Objectif visé.
Dans l'extrait sur l'écologie et la démocratie, à quel philosophe grec Joëlle Zask se réfère-t-elle pour définir le fait de gouverner ? Répondez en une phrase, s'il vous plaît.

Extrait retenu.
Considérée comme l’une des pionnières de la démocratie participative en France, la philosophe Joëlle Zask1 propose dans son ouvrage « Ecologie et démocratie » une approche à contre-courant de la pensée commune : face au constat d’une « démocratie en panne » et aux lourdes menaces pesant sur l’environnement, elle définit en effet l’urgence : « comprendre que l’écologie et la démocratie sont sœurs ». Contre ceux qui pensent « qu’il y aurait dans l’écologie quelque chose d’élitiste », ou « qu’il faudrait, pour prendre le tournant écologique à temps, avoir recours à des méthodes autoritaires » contre-démocratiques, l’intellectuelle affirme que non seulement écologie et démocratie ne sont pas contradictoires, mais qui plus est qu’elles sont indissociables l’une de l’autre.
Comment comprendre cette relation réciproque ? En quoi peut-elle ouvrir l’horizon sur de nouvelles perspectives pour répondre aux enjeux du monde contemporain ?
Qu’est-ce que la démocratie ?
La démocratie est communément définie comme une forme de gouvernement donnant le pouvoir au peuple, à travers le droit de vote. Pour Joëlle Zask, cette définition formelle est très largement insuffisante. La démocratie est en effet également une organisation sociale et une culture fondée sur un ensemble de valeurs partagées (ex : égalité, liberté, justice). Elle doit être pensée comme un écosystème, au sein duquel chaque individu est amené à « accomplir son cycle de vie », c’est-à-dire à réaliser ce qu’il a de propre en lui, ce qui fait sa singularité. La démocratie est ainsi « une fabrique d’individualités » qui luttent contre la tendance à l’uniformité. C’est à travers la notion d’écosystème, et donc de rapport, trop souvent occulté dans les sociétés modernes contemporaines, qu’on peut faire un premier lien entre démocratie et écologie.
Une démocratie représentative formelle et réductrice
Pour Joëlle Zask, le malaise démocratique actuel résulte d’un réductionnisme fatal : l’accent est mis sur la démocratie représentative, logée au sein d’un gouvernement face auquel les citoyens sont amenés à réagir après coup, comme les spectateurs du pouvoir auquel ils n’ont aucun moyen de participer. C’est une vision très amenuisée de la citoyenneté, dans laquelle le rôle de l’individu se limite à adhérer ou à contester les propositions soumises, sans pouvoir participer concrètement à la création des conditions de l’existence de cette démocratie.
Gouverner : « tenir le gouvernail »
Autre cause de la crise démocratique selon Joëlle Zask : une conception erronée du mode de gouverner. L’intellectuelle fait référence au philosophe grec Platon (Ve siècle avant JC)/ Gouverner, c’est « tenir le gouvernail ». A l’image d’un navigateur, il s’agit non pas de dominer (le bateau, l’équipage, la mer), mais de « tenir compte de tous les éléments qui pourraient dévier la route ». De fait, on peut établir un nouveau parallèle avec l’écologie : au lieu de chercher à dominer - la nature ou les hommes - il faut au contraire faire avec, intégrer tous les facteurs, en les faisant converger. Gouverner, c’est développer des synergies fécondes, qu’elles soient naturelles ou humaines.

Données sources:
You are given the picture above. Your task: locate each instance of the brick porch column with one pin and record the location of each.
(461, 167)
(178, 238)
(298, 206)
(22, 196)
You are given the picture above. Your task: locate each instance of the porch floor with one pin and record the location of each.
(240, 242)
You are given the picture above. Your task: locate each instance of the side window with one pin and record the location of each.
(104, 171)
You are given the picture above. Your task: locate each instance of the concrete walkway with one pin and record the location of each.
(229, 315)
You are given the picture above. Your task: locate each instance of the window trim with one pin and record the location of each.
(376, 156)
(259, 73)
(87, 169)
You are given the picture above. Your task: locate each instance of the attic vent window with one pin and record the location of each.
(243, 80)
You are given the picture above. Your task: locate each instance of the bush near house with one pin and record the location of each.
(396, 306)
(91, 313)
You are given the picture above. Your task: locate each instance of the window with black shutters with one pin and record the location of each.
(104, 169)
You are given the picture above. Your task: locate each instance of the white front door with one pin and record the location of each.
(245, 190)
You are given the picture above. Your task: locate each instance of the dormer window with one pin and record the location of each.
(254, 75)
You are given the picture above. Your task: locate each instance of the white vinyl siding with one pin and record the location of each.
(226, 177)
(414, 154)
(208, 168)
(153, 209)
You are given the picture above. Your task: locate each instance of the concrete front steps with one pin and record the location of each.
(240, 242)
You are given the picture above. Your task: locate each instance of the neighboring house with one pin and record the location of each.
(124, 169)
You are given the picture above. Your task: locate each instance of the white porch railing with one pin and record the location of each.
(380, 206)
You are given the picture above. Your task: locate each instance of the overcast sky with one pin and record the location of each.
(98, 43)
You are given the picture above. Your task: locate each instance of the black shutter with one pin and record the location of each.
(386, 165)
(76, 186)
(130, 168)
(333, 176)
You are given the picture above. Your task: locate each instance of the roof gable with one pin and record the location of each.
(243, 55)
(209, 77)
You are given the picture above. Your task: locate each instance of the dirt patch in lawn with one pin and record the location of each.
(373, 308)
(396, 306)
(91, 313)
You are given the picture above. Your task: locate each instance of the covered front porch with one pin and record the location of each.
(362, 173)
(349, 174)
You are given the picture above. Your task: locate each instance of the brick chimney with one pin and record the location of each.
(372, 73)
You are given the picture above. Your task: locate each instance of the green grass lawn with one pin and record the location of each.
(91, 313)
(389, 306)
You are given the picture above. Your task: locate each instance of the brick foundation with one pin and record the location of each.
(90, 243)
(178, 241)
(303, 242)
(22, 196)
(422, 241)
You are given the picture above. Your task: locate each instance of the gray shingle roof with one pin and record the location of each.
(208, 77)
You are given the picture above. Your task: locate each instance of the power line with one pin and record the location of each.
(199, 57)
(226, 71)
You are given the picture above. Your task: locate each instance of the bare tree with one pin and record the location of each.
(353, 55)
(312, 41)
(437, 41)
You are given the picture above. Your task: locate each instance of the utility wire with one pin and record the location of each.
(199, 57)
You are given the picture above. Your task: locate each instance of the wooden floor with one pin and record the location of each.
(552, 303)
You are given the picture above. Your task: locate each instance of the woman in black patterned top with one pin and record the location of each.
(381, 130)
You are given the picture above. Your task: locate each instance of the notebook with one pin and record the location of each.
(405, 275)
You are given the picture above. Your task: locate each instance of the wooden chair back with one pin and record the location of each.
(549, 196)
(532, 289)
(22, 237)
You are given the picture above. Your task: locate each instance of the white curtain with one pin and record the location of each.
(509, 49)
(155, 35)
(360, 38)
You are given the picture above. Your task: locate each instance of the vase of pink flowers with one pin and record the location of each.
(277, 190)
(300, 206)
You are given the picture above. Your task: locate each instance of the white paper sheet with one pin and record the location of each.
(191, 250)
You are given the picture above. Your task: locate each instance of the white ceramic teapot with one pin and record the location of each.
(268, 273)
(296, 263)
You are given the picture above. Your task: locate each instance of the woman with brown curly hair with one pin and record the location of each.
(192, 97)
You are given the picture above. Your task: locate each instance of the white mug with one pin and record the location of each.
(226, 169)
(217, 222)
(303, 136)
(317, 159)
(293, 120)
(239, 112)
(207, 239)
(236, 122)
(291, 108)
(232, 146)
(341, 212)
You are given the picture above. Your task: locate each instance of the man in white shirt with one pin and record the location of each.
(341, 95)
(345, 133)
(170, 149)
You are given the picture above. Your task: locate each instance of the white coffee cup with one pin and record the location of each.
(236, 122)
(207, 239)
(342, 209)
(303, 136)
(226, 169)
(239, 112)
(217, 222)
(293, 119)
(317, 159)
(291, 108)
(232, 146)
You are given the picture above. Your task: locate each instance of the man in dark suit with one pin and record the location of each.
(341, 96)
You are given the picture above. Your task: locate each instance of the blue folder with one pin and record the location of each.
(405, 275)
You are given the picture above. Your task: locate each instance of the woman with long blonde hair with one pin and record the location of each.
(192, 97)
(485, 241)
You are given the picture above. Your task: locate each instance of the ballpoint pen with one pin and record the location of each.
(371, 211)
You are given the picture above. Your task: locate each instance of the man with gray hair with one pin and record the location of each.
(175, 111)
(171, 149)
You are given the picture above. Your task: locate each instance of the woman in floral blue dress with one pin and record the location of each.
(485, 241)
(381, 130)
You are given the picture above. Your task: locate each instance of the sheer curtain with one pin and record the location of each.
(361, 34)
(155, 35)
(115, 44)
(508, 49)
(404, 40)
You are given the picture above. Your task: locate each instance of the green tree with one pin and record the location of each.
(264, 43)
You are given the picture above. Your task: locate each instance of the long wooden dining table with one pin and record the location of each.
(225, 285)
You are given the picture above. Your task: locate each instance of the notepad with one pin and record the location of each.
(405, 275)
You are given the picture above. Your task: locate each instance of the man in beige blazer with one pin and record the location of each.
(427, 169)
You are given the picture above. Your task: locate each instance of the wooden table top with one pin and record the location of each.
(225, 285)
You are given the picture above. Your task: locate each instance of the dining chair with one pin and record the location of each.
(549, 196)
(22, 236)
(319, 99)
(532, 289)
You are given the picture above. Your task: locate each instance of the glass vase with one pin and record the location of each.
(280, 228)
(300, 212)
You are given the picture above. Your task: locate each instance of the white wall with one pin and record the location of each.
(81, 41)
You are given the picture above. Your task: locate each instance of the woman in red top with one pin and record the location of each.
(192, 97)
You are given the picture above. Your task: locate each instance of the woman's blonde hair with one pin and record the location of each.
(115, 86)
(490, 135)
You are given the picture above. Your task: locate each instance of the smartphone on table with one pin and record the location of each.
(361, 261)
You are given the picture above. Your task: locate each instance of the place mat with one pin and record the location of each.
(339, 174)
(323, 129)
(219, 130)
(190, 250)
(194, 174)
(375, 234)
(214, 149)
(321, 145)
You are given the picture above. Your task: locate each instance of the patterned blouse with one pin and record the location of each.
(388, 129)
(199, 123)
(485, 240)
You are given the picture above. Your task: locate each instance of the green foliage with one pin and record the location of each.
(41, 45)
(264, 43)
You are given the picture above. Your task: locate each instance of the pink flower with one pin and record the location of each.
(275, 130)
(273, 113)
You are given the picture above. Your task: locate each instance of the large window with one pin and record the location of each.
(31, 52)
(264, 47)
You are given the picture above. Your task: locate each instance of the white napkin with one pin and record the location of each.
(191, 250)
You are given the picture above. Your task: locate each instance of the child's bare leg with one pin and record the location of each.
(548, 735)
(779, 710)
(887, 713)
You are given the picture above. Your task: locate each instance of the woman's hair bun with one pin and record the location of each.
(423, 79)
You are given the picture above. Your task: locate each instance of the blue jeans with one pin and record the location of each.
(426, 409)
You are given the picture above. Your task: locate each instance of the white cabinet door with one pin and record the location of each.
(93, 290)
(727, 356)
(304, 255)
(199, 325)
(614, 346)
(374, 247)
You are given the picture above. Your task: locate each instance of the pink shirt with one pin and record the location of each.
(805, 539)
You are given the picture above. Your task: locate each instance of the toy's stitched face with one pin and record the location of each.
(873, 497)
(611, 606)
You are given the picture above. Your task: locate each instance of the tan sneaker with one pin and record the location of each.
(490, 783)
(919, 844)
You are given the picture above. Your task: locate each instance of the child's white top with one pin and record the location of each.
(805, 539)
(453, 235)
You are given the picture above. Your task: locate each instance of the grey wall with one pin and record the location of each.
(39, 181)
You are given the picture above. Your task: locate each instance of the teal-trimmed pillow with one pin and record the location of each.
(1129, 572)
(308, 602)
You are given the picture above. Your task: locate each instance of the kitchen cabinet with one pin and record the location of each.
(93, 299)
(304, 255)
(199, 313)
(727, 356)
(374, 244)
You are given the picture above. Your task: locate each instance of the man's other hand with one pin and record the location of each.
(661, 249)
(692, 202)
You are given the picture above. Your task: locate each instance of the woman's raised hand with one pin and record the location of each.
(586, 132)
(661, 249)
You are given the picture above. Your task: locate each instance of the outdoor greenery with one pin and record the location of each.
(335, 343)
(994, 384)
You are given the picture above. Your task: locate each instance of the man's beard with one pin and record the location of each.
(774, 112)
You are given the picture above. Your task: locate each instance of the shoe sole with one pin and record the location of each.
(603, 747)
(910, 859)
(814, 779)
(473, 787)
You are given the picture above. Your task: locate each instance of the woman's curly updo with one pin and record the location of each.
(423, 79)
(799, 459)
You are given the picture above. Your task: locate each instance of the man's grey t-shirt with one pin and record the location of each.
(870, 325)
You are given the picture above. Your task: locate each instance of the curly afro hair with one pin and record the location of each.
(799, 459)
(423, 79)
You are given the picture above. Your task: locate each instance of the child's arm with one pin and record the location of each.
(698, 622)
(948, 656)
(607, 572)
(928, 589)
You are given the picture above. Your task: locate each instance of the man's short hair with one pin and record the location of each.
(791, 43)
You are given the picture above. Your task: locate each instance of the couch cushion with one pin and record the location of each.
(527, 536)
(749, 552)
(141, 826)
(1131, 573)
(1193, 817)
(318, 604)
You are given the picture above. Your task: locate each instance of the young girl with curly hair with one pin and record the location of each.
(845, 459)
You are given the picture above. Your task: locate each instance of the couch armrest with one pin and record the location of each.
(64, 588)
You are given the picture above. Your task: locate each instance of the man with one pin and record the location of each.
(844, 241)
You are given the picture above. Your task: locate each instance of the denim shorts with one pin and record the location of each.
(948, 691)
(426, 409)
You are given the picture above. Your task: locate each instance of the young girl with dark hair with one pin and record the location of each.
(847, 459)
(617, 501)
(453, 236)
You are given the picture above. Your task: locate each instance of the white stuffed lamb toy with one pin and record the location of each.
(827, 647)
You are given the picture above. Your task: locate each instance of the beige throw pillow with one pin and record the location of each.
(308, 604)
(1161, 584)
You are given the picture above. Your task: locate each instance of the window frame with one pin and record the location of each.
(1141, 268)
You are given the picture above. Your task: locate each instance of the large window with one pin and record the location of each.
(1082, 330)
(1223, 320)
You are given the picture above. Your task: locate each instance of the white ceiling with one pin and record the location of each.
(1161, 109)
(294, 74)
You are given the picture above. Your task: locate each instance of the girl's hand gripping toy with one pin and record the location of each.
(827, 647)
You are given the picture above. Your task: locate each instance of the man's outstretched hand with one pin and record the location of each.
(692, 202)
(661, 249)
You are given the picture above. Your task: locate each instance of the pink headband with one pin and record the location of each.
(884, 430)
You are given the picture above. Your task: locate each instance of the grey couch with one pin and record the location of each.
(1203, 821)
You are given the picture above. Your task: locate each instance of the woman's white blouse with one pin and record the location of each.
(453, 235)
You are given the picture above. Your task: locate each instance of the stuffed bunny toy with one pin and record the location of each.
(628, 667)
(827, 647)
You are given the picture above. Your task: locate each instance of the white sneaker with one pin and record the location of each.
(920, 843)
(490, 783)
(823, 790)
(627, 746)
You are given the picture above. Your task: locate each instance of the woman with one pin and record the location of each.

Réponse attendue.
Elle se réfère à Platon.